China’s stringent covid-19 lockdowns last year curbed air pollution in many of its cities in a short-lived clean-up estimated to have avoided thousands of deaths. Now, it appears the clearer skies also brought forward China’s spring bloom by around eight days, and led to so much vegetation growth that the country was almost a fifth “greener” than in recent years.
Fenzhen Su at the Chinese Academy of Sciences and his colleagues used mobile phone location data from technology firm Baidu as a proxy for how much people in large cities were moving around from January to April 2020. Movement dropped by more than half between 23 January and 9 February on pre-pandemic levels, and only began to recover to near-normal levels in mid-March.
The team then combined that mobility index with data on nitrogen dioxide – an air pollutant mostly produced by cars – and satellite data on the haziness of the air, the extent of leaf cover and how much sunlight was getting to vegetation for photosynthesis.

◇ ◇ ◇

■ Requirement 1
Shorten the paragraph of the article about China's lockdowns and greening that begins "Fenzhen Su at the Chinese Academy of Sciences," keeping its main facts.
■ Requirement 2
Carry on the article about China's lockdowns and greening, starting after its last sentence.
The entries come from a separate source.

■ Record excerpts
◇ ◇ ◇

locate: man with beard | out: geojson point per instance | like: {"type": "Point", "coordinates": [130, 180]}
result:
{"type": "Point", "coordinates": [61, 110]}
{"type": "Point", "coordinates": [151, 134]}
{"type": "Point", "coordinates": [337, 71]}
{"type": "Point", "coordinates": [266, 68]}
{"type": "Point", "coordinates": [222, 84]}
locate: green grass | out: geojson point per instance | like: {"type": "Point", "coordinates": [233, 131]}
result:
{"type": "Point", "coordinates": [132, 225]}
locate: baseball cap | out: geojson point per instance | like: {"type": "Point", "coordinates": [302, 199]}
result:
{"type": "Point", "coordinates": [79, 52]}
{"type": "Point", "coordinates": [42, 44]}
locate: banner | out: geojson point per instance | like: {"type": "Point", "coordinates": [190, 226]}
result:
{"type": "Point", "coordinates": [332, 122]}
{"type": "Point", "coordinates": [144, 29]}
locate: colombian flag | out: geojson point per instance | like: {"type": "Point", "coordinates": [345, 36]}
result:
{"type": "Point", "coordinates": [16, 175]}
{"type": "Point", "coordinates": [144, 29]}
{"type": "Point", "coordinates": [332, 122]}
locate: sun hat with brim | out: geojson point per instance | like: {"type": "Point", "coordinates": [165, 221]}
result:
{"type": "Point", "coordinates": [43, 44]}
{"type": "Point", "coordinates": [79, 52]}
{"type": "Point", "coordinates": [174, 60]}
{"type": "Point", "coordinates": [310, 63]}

◇ ◇ ◇

■ Response box 1
Fenzhen Su of the Chinese Academy of Sciences and colleagues used Baidu mobile phone location data to track how much people in large cities moved around from January to April 2020. Movement fell by more than half compared with pre-pandemic levels between 23 January and 9 February, and it did not return to near-normal until mid-March.

■ Response box 2
The spring months of 2020 were found to have more sunlight than previous years, with the biggest relative change occurring between January and February – the same time as the peak of covid-19 restrictions.
Across China as a whole, there was estimated to be 17 per cent more “greenness” than the five previous years, as measured by an index of leaf cover per unit of land. Based on that index, the spring bloom arrived 8.4 days earlier than the average date of 6 April for 2015 to 2019.
The authors say the timing of the changes matching up with lockdowns suggests that the reductions in air pollution boosted photosynthesis. They say their findings are evidence for the speed with which nature can bounce back across a large area when human pressures are lifted – even if it was only temporary this time.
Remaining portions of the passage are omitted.